(Data for processing Opens)

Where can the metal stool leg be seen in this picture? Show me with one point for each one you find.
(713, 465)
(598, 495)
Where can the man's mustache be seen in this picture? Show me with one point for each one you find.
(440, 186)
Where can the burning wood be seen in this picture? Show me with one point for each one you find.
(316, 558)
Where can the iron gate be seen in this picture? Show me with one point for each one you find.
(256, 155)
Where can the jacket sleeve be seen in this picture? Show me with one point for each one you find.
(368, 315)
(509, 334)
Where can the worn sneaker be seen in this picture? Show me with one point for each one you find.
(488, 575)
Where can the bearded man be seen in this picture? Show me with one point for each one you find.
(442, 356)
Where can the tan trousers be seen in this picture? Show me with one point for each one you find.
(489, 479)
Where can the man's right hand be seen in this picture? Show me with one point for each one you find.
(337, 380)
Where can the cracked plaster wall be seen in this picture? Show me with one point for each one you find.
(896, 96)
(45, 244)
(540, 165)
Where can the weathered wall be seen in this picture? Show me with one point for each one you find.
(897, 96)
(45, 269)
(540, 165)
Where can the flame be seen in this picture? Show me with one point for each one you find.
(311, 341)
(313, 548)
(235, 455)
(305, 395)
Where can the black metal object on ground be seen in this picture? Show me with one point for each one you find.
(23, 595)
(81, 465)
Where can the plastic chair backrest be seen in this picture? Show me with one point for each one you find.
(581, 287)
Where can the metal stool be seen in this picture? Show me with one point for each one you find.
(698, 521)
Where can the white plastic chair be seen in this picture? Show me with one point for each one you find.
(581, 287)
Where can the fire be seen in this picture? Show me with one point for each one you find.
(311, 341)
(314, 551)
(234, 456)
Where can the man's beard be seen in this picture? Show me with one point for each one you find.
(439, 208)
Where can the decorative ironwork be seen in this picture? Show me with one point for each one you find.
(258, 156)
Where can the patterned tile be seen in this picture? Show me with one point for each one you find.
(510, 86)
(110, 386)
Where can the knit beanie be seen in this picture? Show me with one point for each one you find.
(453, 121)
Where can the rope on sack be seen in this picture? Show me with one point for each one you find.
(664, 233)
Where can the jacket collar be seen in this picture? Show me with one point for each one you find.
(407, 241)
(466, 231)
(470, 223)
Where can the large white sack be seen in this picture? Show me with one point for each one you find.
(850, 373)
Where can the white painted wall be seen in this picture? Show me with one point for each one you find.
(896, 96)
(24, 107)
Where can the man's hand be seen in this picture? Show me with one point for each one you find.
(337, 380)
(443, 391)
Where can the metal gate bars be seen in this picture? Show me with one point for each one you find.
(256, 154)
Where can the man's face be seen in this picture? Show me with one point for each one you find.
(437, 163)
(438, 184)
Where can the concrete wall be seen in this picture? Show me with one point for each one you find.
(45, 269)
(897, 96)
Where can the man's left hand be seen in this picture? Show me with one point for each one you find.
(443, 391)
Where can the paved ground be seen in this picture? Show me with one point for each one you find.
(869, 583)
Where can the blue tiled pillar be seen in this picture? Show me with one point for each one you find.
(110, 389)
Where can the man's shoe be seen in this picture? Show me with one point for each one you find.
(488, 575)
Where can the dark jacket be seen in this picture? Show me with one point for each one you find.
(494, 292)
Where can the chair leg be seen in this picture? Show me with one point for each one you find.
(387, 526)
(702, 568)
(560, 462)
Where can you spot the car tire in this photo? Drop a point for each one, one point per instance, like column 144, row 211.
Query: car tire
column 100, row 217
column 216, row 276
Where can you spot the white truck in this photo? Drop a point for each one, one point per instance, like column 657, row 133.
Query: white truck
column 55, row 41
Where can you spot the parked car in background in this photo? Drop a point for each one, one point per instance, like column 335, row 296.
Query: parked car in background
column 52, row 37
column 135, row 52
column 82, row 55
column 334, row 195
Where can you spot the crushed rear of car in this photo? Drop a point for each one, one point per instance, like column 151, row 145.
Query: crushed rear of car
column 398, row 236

(Data for processing Closes)

Among the lines above, find the ones containing "spot" and copy them.

Where can you spot the car tire in this photo? Drop a point for each one, one point per instance, like column 144, row 211.
Where can you spot the white truck in this photo? Drop a point for each one, one point per instance, like column 657, row 133.
Where can you spot the parked car in background in this photo? Drop a point for each one, one point per instance, like column 335, row 296.
Where can you spot the crushed rear of car in this photo? Drop a point for each one, one point per instance, like column 151, row 145.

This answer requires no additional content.